Extract every line of the entries that contains the string "rail", matching case exactly.

• **SOURCE MATERIAL**:
───
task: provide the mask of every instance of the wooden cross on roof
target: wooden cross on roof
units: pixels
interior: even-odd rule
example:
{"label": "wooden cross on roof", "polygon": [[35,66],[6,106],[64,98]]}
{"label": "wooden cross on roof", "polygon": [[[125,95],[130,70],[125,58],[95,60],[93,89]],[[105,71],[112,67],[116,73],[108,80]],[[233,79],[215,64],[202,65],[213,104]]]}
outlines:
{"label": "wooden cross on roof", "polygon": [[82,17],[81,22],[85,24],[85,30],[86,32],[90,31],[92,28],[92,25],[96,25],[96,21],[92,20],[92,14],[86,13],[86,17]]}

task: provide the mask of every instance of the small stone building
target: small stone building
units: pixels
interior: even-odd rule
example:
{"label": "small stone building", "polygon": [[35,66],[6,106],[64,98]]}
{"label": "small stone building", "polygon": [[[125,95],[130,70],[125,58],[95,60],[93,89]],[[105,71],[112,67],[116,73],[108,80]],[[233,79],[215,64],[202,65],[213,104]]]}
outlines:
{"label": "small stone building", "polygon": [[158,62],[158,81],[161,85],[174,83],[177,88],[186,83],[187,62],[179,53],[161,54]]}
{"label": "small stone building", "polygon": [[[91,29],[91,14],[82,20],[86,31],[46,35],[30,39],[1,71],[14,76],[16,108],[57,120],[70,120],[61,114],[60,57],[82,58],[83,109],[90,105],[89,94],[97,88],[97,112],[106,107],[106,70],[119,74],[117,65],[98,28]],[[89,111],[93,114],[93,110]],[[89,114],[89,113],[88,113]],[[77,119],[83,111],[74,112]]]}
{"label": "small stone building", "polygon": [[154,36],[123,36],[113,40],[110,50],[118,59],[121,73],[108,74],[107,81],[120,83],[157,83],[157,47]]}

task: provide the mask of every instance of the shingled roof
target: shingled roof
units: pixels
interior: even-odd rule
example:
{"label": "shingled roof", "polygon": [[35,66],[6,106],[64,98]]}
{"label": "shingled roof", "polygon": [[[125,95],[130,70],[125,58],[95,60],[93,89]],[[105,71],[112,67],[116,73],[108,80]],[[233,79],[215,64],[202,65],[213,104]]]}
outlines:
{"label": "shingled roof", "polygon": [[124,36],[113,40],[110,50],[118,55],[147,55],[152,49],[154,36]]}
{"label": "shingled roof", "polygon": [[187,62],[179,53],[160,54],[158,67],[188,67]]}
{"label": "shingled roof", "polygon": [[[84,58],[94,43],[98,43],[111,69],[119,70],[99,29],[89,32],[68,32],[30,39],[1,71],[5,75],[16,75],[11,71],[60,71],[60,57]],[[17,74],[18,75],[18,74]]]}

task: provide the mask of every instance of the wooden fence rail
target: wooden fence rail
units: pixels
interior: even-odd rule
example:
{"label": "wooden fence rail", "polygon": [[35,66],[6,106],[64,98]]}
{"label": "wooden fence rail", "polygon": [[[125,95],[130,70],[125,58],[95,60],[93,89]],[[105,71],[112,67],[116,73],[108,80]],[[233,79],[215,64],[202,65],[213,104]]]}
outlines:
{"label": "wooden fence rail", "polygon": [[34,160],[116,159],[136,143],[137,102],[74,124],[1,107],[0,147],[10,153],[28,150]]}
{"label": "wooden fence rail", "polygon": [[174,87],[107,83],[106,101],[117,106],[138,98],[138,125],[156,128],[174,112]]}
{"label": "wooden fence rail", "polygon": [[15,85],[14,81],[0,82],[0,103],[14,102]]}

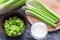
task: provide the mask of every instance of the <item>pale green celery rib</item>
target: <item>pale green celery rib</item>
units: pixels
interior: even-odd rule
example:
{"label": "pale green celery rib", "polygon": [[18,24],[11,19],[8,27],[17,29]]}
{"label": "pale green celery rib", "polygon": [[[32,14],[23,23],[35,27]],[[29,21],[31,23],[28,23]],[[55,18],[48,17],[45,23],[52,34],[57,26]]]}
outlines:
{"label": "pale green celery rib", "polygon": [[19,0],[9,0],[8,2],[0,5],[0,10],[6,9],[10,6],[12,6],[13,4],[15,4],[16,2],[18,2]]}
{"label": "pale green celery rib", "polygon": [[[29,3],[30,2],[30,3]],[[51,17],[52,20],[55,20],[56,22],[58,21],[57,18],[55,18],[54,16],[52,16],[49,12],[47,12],[46,10],[44,10],[45,8],[43,8],[40,4],[38,4],[36,1],[29,1],[27,3],[33,5],[35,8],[42,10],[43,12],[45,12],[46,15],[48,15],[49,17]],[[38,6],[37,6],[38,5]]]}
{"label": "pale green celery rib", "polygon": [[0,4],[3,4],[5,2],[7,2],[7,1],[9,1],[9,0],[0,0]]}
{"label": "pale green celery rib", "polygon": [[5,10],[4,13],[9,12],[9,11],[11,11],[11,10],[13,10],[13,9],[15,9],[15,8],[23,5],[23,4],[25,4],[26,1],[27,1],[27,0],[18,1],[17,3],[15,3],[14,5],[12,5],[11,7],[7,8],[7,9],[6,9],[7,11]]}
{"label": "pale green celery rib", "polygon": [[44,21],[45,23],[47,23],[48,25],[51,25],[52,28],[56,28],[56,24],[50,22],[49,20],[47,20],[46,18],[40,16],[39,14],[36,14],[35,12],[31,11],[31,10],[27,10],[28,15],[31,15],[39,20]]}
{"label": "pale green celery rib", "polygon": [[39,11],[39,10],[37,10],[36,8],[28,7],[28,9],[30,9],[30,10],[32,10],[32,11],[38,13],[39,15],[44,16],[44,18],[46,18],[47,20],[51,21],[52,23],[55,23],[55,22],[56,22],[56,21],[54,21],[54,20],[48,18],[42,11]]}
{"label": "pale green celery rib", "polygon": [[44,5],[42,2],[40,2],[39,0],[37,0],[36,2],[39,3],[39,4],[42,6],[43,9],[45,8],[44,10],[46,10],[46,11],[49,12],[49,13],[51,13],[52,16],[56,17],[57,19],[60,19],[59,16],[58,16],[55,12],[53,12],[51,9],[49,9],[49,8],[48,8],[46,5]]}

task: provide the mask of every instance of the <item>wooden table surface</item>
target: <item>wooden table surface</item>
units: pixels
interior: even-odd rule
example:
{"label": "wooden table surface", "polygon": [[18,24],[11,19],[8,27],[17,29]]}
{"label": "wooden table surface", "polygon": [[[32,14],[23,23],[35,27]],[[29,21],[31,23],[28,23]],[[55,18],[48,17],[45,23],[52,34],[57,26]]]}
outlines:
{"label": "wooden table surface", "polygon": [[[58,16],[60,16],[60,0],[40,0],[43,2],[45,5],[47,5],[51,10],[53,10]],[[28,20],[30,21],[31,24],[39,21],[38,19],[27,15]],[[48,26],[48,31],[56,31],[60,29],[60,26],[56,27],[56,29],[51,28],[49,25]]]}

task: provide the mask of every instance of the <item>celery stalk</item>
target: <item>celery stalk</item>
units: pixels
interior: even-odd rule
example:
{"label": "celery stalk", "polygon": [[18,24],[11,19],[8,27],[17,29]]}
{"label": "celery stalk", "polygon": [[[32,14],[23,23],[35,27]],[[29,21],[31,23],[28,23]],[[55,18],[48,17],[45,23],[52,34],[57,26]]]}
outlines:
{"label": "celery stalk", "polygon": [[[34,0],[35,1],[35,0]],[[49,9],[46,5],[44,5],[42,2],[40,2],[39,0],[36,0],[36,2],[38,3],[38,4],[40,4],[40,6],[44,9],[44,10],[46,10],[46,12],[48,12],[48,13],[50,13],[52,16],[54,16],[55,18],[57,18],[57,19],[60,19],[59,18],[59,16],[55,13],[55,12],[53,12],[51,9]]]}
{"label": "celery stalk", "polygon": [[[57,18],[55,18],[54,16],[52,16],[49,12],[47,12],[46,10],[44,10],[45,8],[43,8],[39,2],[37,2],[36,0],[31,0],[31,1],[27,1],[26,3],[27,6],[33,6],[39,10],[42,10],[43,12],[45,12],[46,15],[48,15],[49,17],[51,17],[52,20],[56,20],[56,22],[58,21]],[[37,6],[38,5],[38,6]]]}
{"label": "celery stalk", "polygon": [[[12,0],[12,1],[13,1],[13,0]],[[12,1],[11,1],[11,3],[12,3]],[[17,2],[15,1],[15,3],[14,3],[13,5],[9,6],[9,7],[6,7],[6,6],[8,6],[8,5],[6,5],[6,6],[5,6],[6,8],[4,8],[4,7],[0,8],[0,14],[4,14],[4,13],[6,13],[6,12],[12,11],[13,9],[15,9],[15,8],[17,8],[17,7],[25,4],[26,1],[27,1],[27,0],[19,0],[19,1],[17,1]],[[14,2],[14,1],[13,1],[13,2]],[[10,3],[9,3],[9,4],[10,4]]]}
{"label": "celery stalk", "polygon": [[42,20],[42,21],[44,21],[45,23],[47,23],[47,24],[49,24],[49,25],[51,25],[51,27],[52,28],[56,28],[56,24],[54,24],[54,23],[52,23],[52,22],[50,22],[50,21],[48,21],[47,19],[45,19],[44,17],[42,17],[42,16],[40,16],[40,15],[38,15],[38,14],[36,14],[35,12],[33,12],[33,11],[30,11],[30,10],[26,10],[28,13],[28,15],[31,15],[31,16],[33,16],[33,17],[35,17],[35,18],[37,18],[37,19],[39,19],[39,20]]}
{"label": "celery stalk", "polygon": [[6,9],[6,8],[12,6],[13,4],[15,4],[15,3],[18,2],[18,1],[19,1],[19,0],[9,0],[8,2],[0,5],[0,10]]}
{"label": "celery stalk", "polygon": [[28,9],[28,10],[31,10],[31,11],[33,11],[33,12],[36,12],[37,14],[39,14],[39,15],[41,15],[41,16],[44,16],[44,18],[46,18],[47,20],[51,21],[52,23],[55,23],[55,22],[56,22],[56,21],[48,18],[43,12],[37,10],[36,8],[32,8],[32,7],[25,7],[25,8]]}

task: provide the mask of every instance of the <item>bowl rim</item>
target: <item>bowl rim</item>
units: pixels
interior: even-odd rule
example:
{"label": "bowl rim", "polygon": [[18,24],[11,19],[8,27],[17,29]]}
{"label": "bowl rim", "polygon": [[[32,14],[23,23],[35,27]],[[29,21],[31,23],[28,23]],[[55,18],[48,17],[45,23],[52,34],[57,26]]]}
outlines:
{"label": "bowl rim", "polygon": [[[3,27],[4,27],[4,26],[2,26],[2,25],[3,25],[2,21],[4,20],[4,17],[5,17],[6,15],[9,15],[9,14],[12,14],[12,13],[21,14],[21,15],[23,15],[22,17],[24,17],[24,19],[26,20],[26,24],[25,24],[25,22],[24,22],[24,24],[25,24],[25,30],[24,30],[24,32],[22,33],[22,34],[24,34],[25,31],[26,31],[26,29],[27,29],[28,19],[26,18],[26,15],[22,14],[23,12],[13,11],[13,12],[9,12],[9,13],[3,14],[2,17],[1,17],[1,20],[0,20],[0,28],[2,29],[3,33],[4,33],[6,36],[8,36],[8,35],[5,33],[5,31],[3,30]],[[16,16],[16,15],[15,15],[15,16]],[[20,19],[20,18],[19,18],[19,19]],[[18,37],[18,36],[22,36],[22,34],[21,34],[21,35],[17,35],[17,36],[8,36],[8,37]]]}

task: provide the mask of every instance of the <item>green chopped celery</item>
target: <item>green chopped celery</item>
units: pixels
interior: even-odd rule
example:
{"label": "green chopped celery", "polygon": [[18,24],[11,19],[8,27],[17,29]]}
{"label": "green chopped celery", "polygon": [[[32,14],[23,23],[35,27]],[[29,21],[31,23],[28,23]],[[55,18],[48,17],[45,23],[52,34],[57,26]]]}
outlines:
{"label": "green chopped celery", "polygon": [[7,2],[7,1],[9,1],[9,0],[0,0],[0,4],[3,4],[5,2]]}
{"label": "green chopped celery", "polygon": [[[26,3],[27,6],[33,6],[41,11],[43,11],[47,17],[50,17],[52,20],[55,20],[56,22],[58,21],[58,19],[56,17],[54,17],[53,15],[51,15],[51,13],[48,12],[48,10],[44,7],[41,6],[41,3],[38,2],[37,0],[31,0],[31,1],[27,1]],[[38,6],[37,6],[38,5]],[[46,10],[45,10],[46,9]]]}
{"label": "green chopped celery", "polygon": [[3,5],[0,5],[0,14],[12,11],[13,9],[16,9],[17,7],[25,4],[26,1],[27,0],[10,0],[10,1],[4,3]]}
{"label": "green chopped celery", "polygon": [[52,28],[56,28],[56,24],[50,22],[49,20],[45,19],[44,17],[40,16],[39,14],[37,14],[37,13],[31,11],[31,10],[26,10],[26,11],[27,11],[27,14],[28,14],[28,15],[31,15],[31,16],[39,19],[39,20],[44,21],[45,23],[51,25]]}

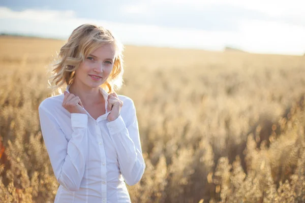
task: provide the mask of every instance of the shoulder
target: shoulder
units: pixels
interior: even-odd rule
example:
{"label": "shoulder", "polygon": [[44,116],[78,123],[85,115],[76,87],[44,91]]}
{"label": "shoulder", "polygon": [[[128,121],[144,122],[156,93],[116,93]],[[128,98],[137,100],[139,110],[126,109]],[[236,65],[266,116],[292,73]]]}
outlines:
{"label": "shoulder", "polygon": [[46,98],[39,105],[39,109],[42,109],[52,111],[62,107],[64,100],[64,94],[58,94]]}

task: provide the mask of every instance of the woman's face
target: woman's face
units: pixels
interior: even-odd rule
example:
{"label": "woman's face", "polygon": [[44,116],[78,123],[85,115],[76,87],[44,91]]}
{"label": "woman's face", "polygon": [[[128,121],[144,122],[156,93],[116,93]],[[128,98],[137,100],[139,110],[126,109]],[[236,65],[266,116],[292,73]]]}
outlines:
{"label": "woman's face", "polygon": [[108,78],[113,68],[115,49],[112,44],[105,44],[93,51],[75,71],[73,82],[91,88],[99,87]]}

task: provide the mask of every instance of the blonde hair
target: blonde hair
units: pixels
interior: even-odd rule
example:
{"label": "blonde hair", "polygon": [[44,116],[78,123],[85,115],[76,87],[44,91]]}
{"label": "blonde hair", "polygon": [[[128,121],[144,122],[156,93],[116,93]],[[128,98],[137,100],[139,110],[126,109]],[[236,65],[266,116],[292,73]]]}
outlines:
{"label": "blonde hair", "polygon": [[113,44],[116,53],[112,71],[101,86],[108,93],[119,89],[123,82],[123,45],[109,30],[95,24],[84,24],[73,30],[68,42],[60,48],[57,59],[51,65],[52,76],[48,82],[52,94],[56,90],[61,93],[65,85],[71,85],[79,64],[92,51],[106,43]]}

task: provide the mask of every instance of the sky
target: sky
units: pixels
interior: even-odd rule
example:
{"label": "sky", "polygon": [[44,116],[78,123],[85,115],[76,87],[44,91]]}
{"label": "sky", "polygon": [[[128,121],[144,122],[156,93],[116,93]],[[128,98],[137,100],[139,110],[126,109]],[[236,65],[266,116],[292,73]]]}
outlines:
{"label": "sky", "polygon": [[304,0],[1,0],[0,32],[66,40],[79,25],[125,44],[305,53]]}

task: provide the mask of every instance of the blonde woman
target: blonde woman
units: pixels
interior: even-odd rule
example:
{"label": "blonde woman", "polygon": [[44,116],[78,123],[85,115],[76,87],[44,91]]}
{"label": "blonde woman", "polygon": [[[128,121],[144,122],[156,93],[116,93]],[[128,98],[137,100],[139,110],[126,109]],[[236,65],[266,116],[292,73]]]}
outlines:
{"label": "blonde woman", "polygon": [[60,186],[55,202],[129,202],[125,182],[145,164],[133,100],[122,84],[123,46],[101,26],[83,24],[61,48],[51,84],[63,94],[39,106],[41,130]]}

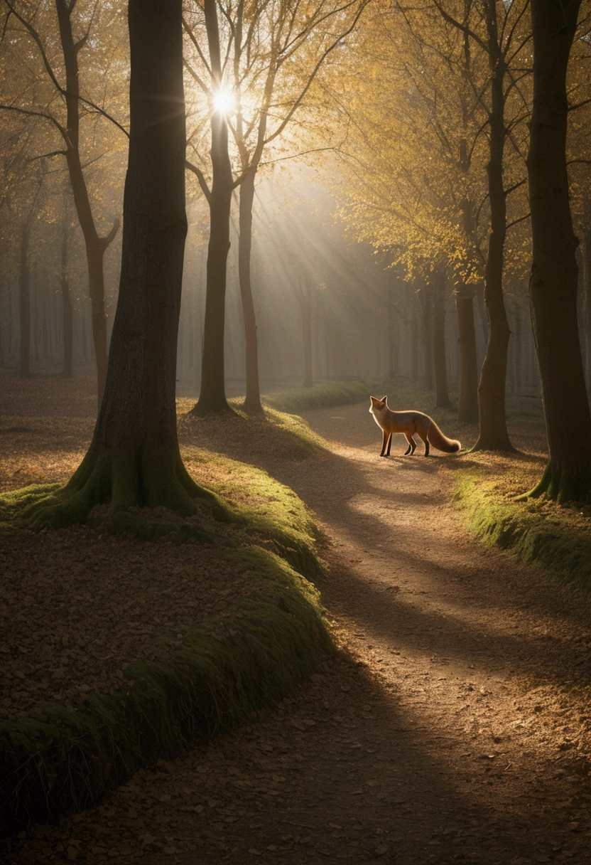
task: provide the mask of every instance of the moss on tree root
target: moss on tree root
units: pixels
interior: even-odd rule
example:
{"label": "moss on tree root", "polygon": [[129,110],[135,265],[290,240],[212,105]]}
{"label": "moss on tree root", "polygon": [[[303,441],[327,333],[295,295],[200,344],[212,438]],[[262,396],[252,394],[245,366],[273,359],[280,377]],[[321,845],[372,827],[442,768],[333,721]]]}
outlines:
{"label": "moss on tree root", "polygon": [[264,599],[245,600],[232,620],[162,631],[168,660],[130,663],[133,685],[91,695],[83,710],[48,706],[0,723],[3,832],[96,804],[138,768],[244,723],[318,670],[331,641],[314,586],[270,552],[229,554],[263,575]]}
{"label": "moss on tree root", "polygon": [[[38,488],[40,490],[41,488]],[[30,490],[30,488],[29,488]],[[195,499],[207,502],[216,519],[232,522],[232,515],[215,493],[196,484],[187,471],[176,449],[167,455],[141,451],[125,458],[115,458],[107,452],[97,452],[91,445],[86,457],[63,487],[53,487],[45,496],[29,493],[29,503],[21,508],[22,520],[33,529],[61,529],[85,522],[97,504],[111,503],[112,529],[121,523],[124,530],[133,529],[129,516],[133,507],[163,507],[183,516],[197,510]],[[24,503],[24,499],[22,500]],[[149,527],[140,527],[146,536]],[[154,526],[152,536],[158,536]]]}
{"label": "moss on tree root", "polygon": [[569,502],[591,502],[591,471],[581,471],[576,475],[563,471],[559,466],[549,460],[543,474],[533,490],[519,496],[518,502],[525,502],[528,498],[541,498],[545,497],[558,504],[567,504]]}

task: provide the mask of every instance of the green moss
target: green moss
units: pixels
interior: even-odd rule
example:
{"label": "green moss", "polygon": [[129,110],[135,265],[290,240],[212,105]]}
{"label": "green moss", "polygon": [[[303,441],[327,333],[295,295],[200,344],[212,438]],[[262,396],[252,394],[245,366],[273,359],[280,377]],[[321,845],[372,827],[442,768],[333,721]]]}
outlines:
{"label": "green moss", "polygon": [[0,523],[10,523],[31,505],[61,489],[60,484],[43,484],[22,487],[0,495]]}
{"label": "green moss", "polygon": [[547,501],[512,500],[502,477],[481,469],[456,471],[454,479],[455,500],[478,538],[547,567],[562,582],[591,588],[588,517]]}
{"label": "green moss", "polygon": [[[292,693],[330,648],[318,592],[302,576],[322,569],[320,533],[304,503],[252,465],[194,449],[184,456],[207,478],[209,497],[196,516],[158,508],[105,518],[104,505],[90,522],[150,539],[213,542],[253,572],[252,593],[233,618],[162,629],[156,638],[168,659],[130,663],[125,675],[133,684],[117,694],[94,694],[80,710],[47,706],[0,723],[3,831],[87,808],[139,767],[244,723]],[[3,526],[17,529],[23,509],[57,489],[0,497]]]}
{"label": "green moss", "polygon": [[208,451],[185,448],[183,458],[207,468],[209,488],[226,503],[245,535],[264,543],[302,573],[321,573],[315,554],[321,533],[293,490],[263,469]]}
{"label": "green moss", "polygon": [[141,766],[245,722],[318,670],[331,642],[314,586],[268,551],[228,554],[262,585],[233,619],[162,631],[167,660],[130,663],[133,684],[91,695],[83,710],[48,706],[0,723],[4,831],[97,804]]}

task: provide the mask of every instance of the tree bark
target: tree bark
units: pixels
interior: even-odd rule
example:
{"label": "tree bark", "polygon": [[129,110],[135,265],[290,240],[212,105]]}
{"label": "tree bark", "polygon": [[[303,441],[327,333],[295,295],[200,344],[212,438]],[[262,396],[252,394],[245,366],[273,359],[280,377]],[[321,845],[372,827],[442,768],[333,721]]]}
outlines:
{"label": "tree bark", "polygon": [[591,202],[585,202],[585,233],[582,242],[583,260],[583,297],[582,297],[582,325],[583,325],[583,361],[585,366],[585,382],[588,391],[591,389]]}
{"label": "tree bark", "polygon": [[478,364],[474,329],[474,292],[461,286],[455,295],[460,332],[460,398],[458,421],[478,423]]}
{"label": "tree bark", "polygon": [[72,192],[78,220],[84,235],[88,266],[88,289],[91,298],[92,341],[97,362],[97,395],[100,403],[105,390],[107,368],[106,313],[105,311],[105,273],[103,259],[119,227],[118,220],[106,237],[100,237],[92,216],[86,182],[82,170],[79,151],[79,76],[78,53],[84,42],[75,42],[72,32],[71,15],[73,3],[55,0],[60,39],[66,69],[67,135],[66,162],[70,175]]}
{"label": "tree bark", "polygon": [[496,7],[486,4],[491,67],[490,156],[486,165],[491,229],[485,271],[485,304],[489,336],[478,388],[480,428],[473,451],[512,451],[505,416],[505,382],[511,330],[503,298],[503,261],[506,234],[506,194],[503,183],[505,126],[504,80],[506,71],[499,44]]}
{"label": "tree bark", "polygon": [[[302,312],[302,344],[303,347],[304,376],[303,388],[311,388],[312,381],[312,285],[305,280],[303,290],[299,293]],[[327,354],[327,378],[328,378],[328,356]]]}
{"label": "tree bark", "polygon": [[208,495],[182,464],[175,402],[187,234],[181,0],[130,0],[128,17],[130,151],[105,397],[80,466],[57,503],[35,510],[53,525],[84,520],[108,499],[114,515],[131,506],[190,514],[194,497]]}
{"label": "tree bark", "polygon": [[60,285],[61,286],[61,321],[64,341],[64,367],[61,375],[64,378],[72,378],[73,375],[73,324],[70,283],[67,278],[67,226],[65,220],[61,234]]}
{"label": "tree bark", "polygon": [[245,319],[246,343],[246,395],[244,409],[251,414],[263,411],[258,381],[258,345],[257,319],[255,317],[252,285],[251,280],[251,253],[252,249],[252,203],[257,167],[251,166],[240,183],[238,216],[238,280],[242,298],[242,313]]}
{"label": "tree bark", "polygon": [[566,74],[580,0],[532,0],[533,111],[527,169],[533,260],[530,304],[549,460],[530,493],[591,499],[591,415],[576,320],[578,269],[566,165]]}
{"label": "tree bark", "polygon": [[416,381],[418,378],[418,323],[414,304],[410,315],[410,378]]}
{"label": "tree bark", "polygon": [[[216,0],[205,0],[205,19],[212,74],[222,81],[219,30]],[[226,328],[226,278],[230,251],[230,208],[233,178],[228,152],[228,124],[225,115],[212,106],[212,189],[209,197],[209,246],[206,311],[201,362],[201,389],[193,411],[196,414],[230,411],[226,399],[224,331]]]}
{"label": "tree bark", "polygon": [[29,241],[31,237],[31,218],[21,227],[21,246],[18,273],[18,303],[20,351],[18,373],[22,378],[31,375],[31,294],[29,284]]}
{"label": "tree bark", "polygon": [[398,375],[398,319],[394,304],[394,274],[388,279],[388,378]]}
{"label": "tree bark", "polygon": [[445,285],[444,274],[437,274],[433,285],[433,371],[436,408],[451,407],[445,356]]}
{"label": "tree bark", "polygon": [[435,388],[435,369],[433,366],[433,297],[429,285],[419,289],[421,313],[423,317],[423,343],[425,362],[425,388]]}
{"label": "tree bark", "polygon": [[515,354],[513,362],[515,363],[515,393],[518,396],[521,393],[521,364],[522,364],[522,327],[521,327],[521,305],[515,304]]}

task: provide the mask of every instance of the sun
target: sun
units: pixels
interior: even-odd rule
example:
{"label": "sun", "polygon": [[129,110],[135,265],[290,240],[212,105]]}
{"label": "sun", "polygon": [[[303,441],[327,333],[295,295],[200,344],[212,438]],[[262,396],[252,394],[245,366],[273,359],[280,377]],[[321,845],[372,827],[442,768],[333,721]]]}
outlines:
{"label": "sun", "polygon": [[234,110],[234,97],[232,91],[222,89],[214,93],[213,110],[219,114],[230,114]]}

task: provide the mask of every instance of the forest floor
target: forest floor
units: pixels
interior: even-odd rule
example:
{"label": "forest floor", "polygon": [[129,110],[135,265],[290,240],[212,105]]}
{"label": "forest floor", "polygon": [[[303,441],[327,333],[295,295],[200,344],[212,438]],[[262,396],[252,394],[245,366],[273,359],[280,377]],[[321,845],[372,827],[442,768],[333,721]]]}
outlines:
{"label": "forest floor", "polygon": [[[591,862],[591,595],[476,541],[452,501],[462,458],[395,439],[380,459],[367,408],[303,413],[329,444],[297,458],[238,422],[181,421],[183,442],[267,469],[316,515],[340,651],[251,727],[35,827],[3,865]],[[58,425],[63,445],[4,452],[22,483],[83,452],[92,424]],[[542,447],[531,424],[512,432]]]}

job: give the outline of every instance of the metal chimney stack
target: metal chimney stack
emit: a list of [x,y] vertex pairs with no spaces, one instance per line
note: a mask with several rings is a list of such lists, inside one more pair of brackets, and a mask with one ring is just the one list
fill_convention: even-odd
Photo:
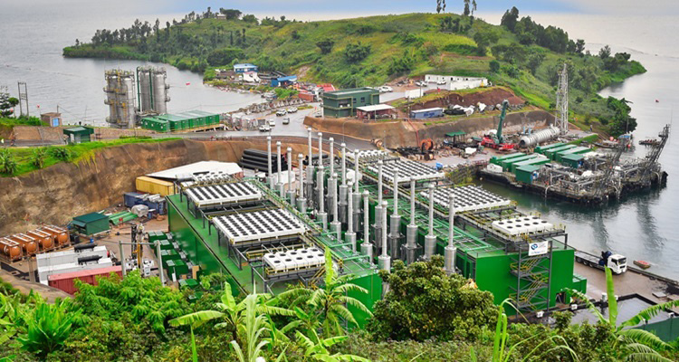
───
• **RESPONSE TO THE TASK**:
task: provide the mask of every instance of the wooden fence rail
target: wooden fence rail
{"label": "wooden fence rail", "polygon": [[35,66],[6,106],[64,98]]}
{"label": "wooden fence rail", "polygon": [[[125,95],[130,70],[125,58],[95,60],[93,89]],[[105,71],[112,67],[116,73],[108,80]],[[233,79],[215,64],[202,65],[213,104]]]}
{"label": "wooden fence rail", "polygon": [[34,160],[116,159],[136,143],[137,102],[74,124],[1,107],[0,147],[10,153],[28,150]]}
{"label": "wooden fence rail", "polygon": [[174,87],[107,83],[106,101],[117,106],[138,98],[138,125],[156,128],[174,112]]}
{"label": "wooden fence rail", "polygon": [[15,85],[14,81],[0,82],[0,103],[14,102]]}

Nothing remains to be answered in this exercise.